Work request 1:
Answer these from the article about Nao Kazami:
(a) Which university did Kazami attend?
(b) By what margin did he beat the 100 km world record at Lake Saroma?
(c) At what time does he start his morning jog?
Work request 2: Return, word for word, the part of the article about Nao Kazami from "Higashiura resident and" to "100 km race.".
*** Selected excerpt ***
Higashiura resident and Aisan Kogyo employee Nao Kazami, 35, will represent Japan at the September 8 IAU 100 km World Championships ultramarathon in Croatia. An amateur runner with a regular full-time job, Kazami set the 100 km world record in June. "I'm ready for the next challenge," he says. "I'm not satisfied with just the time. I want to win the title too."

The term ultramarathon refers to any race longer than the standard 42.195 km distance. On June 24 at the 33rd Lake Saroma 100 km Ultramarathon Kazami beat the world record for the distance which had stood unbroken for 20 years by 4 minutes and 19 seconds. That performance was enough to earn him a place at the World Championships. It was only his second time to finish a 100 km race.

Born in Tokyo, Kazami began to run long distance while in junior high school. He went to ekiden powerhouse Komazawa University but never made its starting team for any of the major competitions. After graduating in 2006 he joined the corporate team of his current employer, automobile parts manufacturer Aisan Kogyo. "I didn't get any better," he says of his retirement from the team after only 4 years.

After retiring Kazami continued jogging as a hobby, but with a sense of loss, of what could have been, hanging heavy over him he thought about getting away from running entirely. The turning point came in the summer of 2012 when he learned that his mother back in Tokyo, Keiko, 65, had been diagnosed with cancer. "I wanted to do something through my running that would make her even a little happier," Kazami says. Right around the same time he heard about ultramarathons from some of his running friends for the first time, and his new goal was set.

Without fixed blocks of training time like he had had during his days as an athlete he had to work out how to raise the quality of the workouts he could fit in. His current routine is to jog for an hour near his house at 5:00 every morning before going to work, then to run from 20 to 40 km after work. He races a variety of distances, entering races about once a month. Between December, 2016 and January this year he broke his marathon PB three times.

His mother's health has stabilized, but Kazami's feeling toward her hasn't changed. "My mother fighting her illness has made the meaning of my running clearer to me," he says. "She lives far away, but being able to call her up and tell her I've done well gives me strength too." Just like in June, Kazami fully intends to give her the very best news when he calls her after the World Championships.
*** End of Selected excerpt ***
*** Source data ***
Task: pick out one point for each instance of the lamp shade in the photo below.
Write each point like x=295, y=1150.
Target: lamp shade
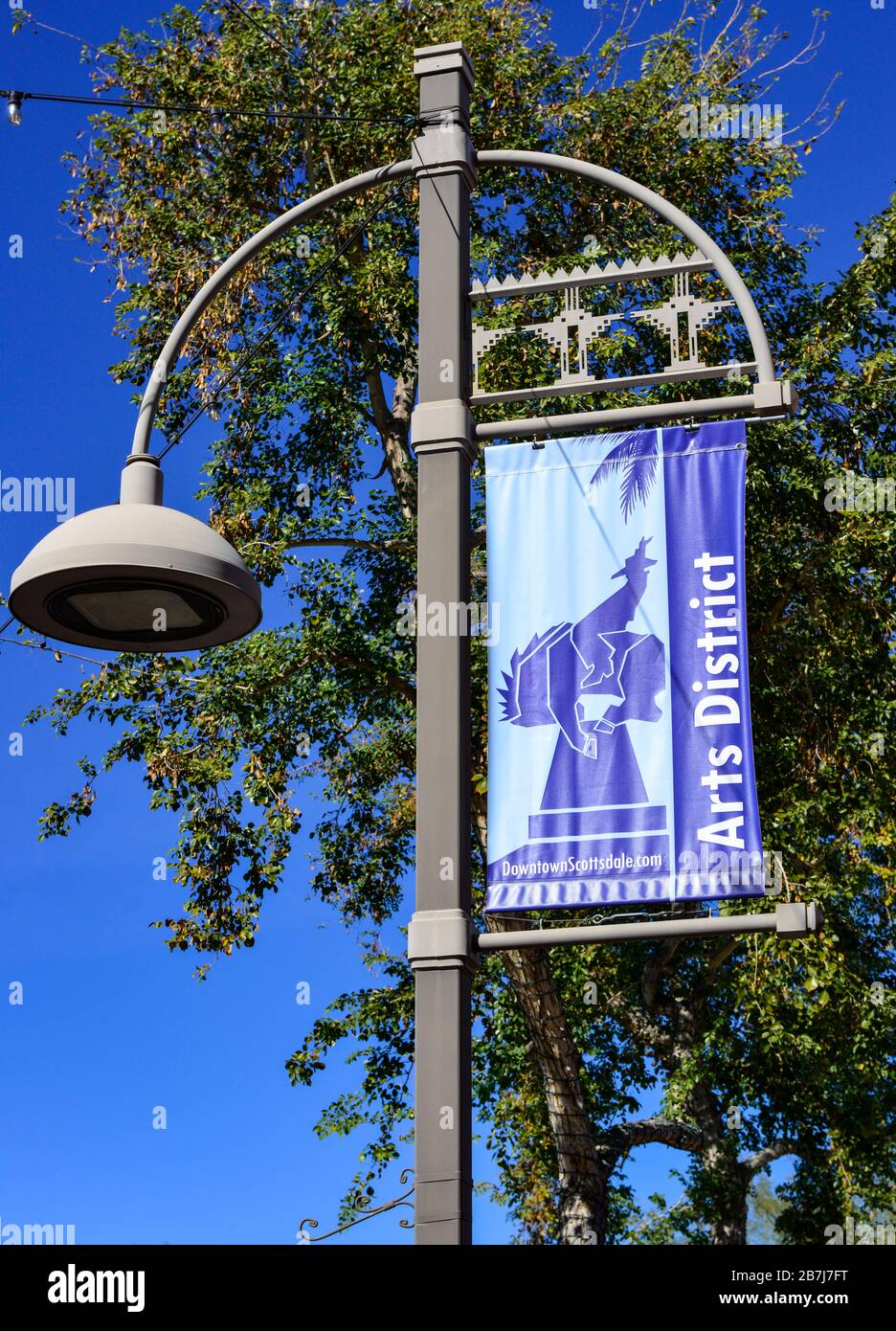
x=136, y=576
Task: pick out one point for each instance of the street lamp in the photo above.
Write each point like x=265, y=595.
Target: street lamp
x=139, y=576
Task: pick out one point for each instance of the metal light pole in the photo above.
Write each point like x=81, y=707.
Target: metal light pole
x=104, y=577
x=442, y=429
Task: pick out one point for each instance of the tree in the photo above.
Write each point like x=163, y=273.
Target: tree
x=760, y=1049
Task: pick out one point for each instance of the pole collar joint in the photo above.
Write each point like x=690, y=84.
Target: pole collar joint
x=439, y=940
x=445, y=147
x=775, y=398
x=797, y=920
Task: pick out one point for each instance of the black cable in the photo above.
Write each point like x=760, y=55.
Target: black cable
x=288, y=314
x=235, y=4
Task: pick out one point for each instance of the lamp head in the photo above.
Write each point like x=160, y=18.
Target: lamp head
x=136, y=576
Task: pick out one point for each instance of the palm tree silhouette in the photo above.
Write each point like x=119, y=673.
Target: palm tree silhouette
x=638, y=457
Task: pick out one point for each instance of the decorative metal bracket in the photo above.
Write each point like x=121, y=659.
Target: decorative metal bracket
x=361, y=1204
x=682, y=318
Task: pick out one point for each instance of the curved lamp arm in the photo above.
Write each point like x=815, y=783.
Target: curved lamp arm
x=397, y=170
x=220, y=279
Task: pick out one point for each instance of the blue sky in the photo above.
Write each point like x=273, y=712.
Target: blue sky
x=112, y=1025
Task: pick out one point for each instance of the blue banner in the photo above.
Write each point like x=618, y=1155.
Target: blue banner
x=620, y=761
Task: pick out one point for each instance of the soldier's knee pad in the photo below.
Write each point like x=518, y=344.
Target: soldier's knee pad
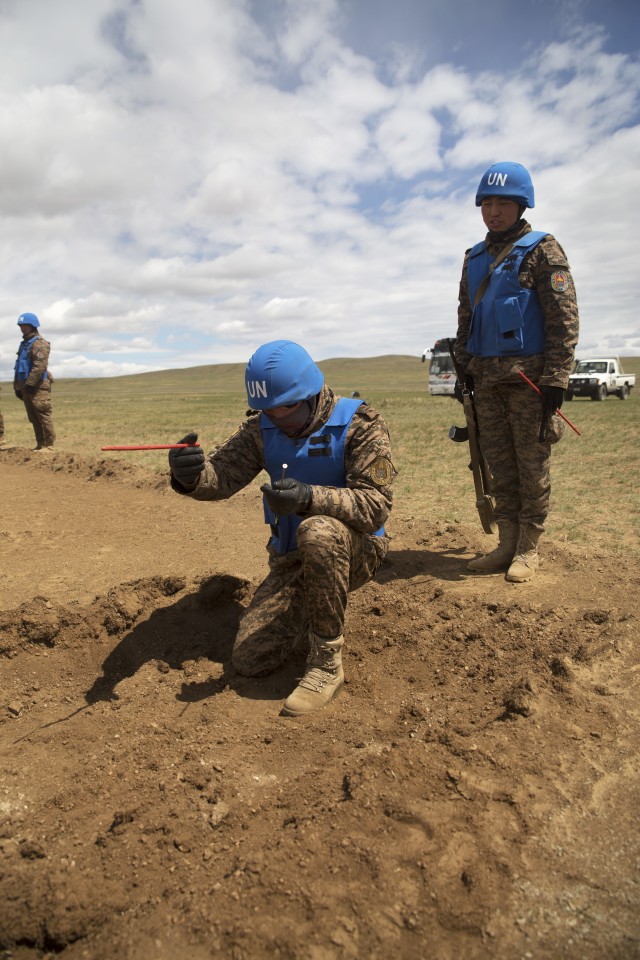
x=316, y=532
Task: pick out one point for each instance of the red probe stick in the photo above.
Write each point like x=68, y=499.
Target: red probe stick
x=153, y=446
x=559, y=412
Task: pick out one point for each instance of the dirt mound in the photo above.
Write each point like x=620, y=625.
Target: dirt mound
x=472, y=793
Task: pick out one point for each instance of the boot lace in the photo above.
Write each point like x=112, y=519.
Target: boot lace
x=316, y=678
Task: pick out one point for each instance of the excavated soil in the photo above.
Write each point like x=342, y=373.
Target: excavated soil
x=473, y=793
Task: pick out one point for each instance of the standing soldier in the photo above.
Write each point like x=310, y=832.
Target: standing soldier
x=517, y=312
x=32, y=380
x=329, y=494
x=2, y=440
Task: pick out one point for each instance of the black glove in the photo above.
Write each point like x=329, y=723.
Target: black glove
x=552, y=398
x=457, y=390
x=287, y=496
x=187, y=463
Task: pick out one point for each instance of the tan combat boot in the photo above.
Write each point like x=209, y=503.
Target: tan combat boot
x=322, y=680
x=525, y=561
x=501, y=557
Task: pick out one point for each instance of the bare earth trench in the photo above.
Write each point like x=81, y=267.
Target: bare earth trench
x=473, y=793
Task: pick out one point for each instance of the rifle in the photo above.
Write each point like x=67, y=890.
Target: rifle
x=484, y=502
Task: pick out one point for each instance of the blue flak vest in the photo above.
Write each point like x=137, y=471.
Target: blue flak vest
x=316, y=459
x=508, y=321
x=24, y=362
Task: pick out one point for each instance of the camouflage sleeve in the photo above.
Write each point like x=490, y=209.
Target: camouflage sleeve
x=547, y=271
x=230, y=466
x=365, y=502
x=464, y=318
x=39, y=360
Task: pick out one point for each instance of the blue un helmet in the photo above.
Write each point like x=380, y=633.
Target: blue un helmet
x=281, y=373
x=29, y=318
x=509, y=180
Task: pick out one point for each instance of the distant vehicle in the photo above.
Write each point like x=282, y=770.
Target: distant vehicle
x=442, y=376
x=598, y=378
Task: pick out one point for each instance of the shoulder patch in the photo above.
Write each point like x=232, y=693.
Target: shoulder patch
x=381, y=471
x=559, y=280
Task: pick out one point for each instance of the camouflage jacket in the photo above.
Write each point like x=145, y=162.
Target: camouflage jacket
x=559, y=308
x=365, y=502
x=39, y=353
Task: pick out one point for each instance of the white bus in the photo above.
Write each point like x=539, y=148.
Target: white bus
x=442, y=376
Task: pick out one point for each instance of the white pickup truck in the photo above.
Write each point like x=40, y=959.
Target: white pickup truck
x=598, y=378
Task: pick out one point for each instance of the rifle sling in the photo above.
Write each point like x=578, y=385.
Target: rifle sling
x=476, y=456
x=482, y=289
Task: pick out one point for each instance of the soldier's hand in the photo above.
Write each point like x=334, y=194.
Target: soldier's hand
x=287, y=496
x=552, y=398
x=468, y=384
x=187, y=464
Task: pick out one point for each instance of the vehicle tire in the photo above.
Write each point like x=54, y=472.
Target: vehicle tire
x=601, y=392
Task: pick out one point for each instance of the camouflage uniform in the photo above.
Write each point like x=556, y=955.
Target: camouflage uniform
x=508, y=410
x=337, y=550
x=38, y=404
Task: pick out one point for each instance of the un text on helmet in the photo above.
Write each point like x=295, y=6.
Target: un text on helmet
x=256, y=388
x=500, y=179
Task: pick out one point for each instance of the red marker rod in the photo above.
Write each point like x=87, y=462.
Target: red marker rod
x=153, y=446
x=559, y=412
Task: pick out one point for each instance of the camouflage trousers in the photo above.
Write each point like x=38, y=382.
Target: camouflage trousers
x=509, y=422
x=40, y=414
x=305, y=590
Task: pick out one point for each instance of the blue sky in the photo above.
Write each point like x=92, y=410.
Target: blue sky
x=180, y=183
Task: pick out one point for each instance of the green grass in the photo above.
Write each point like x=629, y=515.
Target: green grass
x=595, y=492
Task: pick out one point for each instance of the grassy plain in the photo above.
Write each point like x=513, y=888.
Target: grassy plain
x=595, y=477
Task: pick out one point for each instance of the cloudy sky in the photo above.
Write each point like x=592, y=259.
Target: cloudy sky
x=183, y=181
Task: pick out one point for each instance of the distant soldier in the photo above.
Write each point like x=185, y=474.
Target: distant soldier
x=3, y=443
x=517, y=311
x=32, y=381
x=329, y=464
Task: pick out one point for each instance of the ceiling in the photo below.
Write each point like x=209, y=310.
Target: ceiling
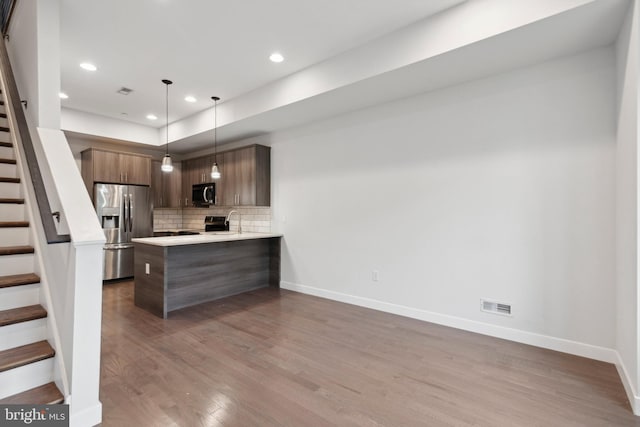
*** End of Source data ***
Answer box 1:
(a) Komazawa University
(b) 4 minutes and 19 seconds
(c) 5:00

Answer box 2:
Higashiura resident and Aisan Kogyo employee Nao Kazami, 35, will represent Japan at the September 8 IAU 100 km World Championships ultramarathon in Croatia. An amateur runner with a regular full-time job, Kazami set the 100 km world record in June. "I'm ready for the next challenge," he says. "I'm not satisfied with just the time. I want to win the title too."

The term ultramarathon refers to any race longer than the standard 42.195 km distance. On June 24 at the 33rd Lake Saroma 100 km Ultramarathon Kazami beat the world record for the distance which had stood unbroken for 20 years by 4 minutes and 19 seconds. That performance was enough to earn him a place at the World Championships. It was only his second time to finish a 100 km race.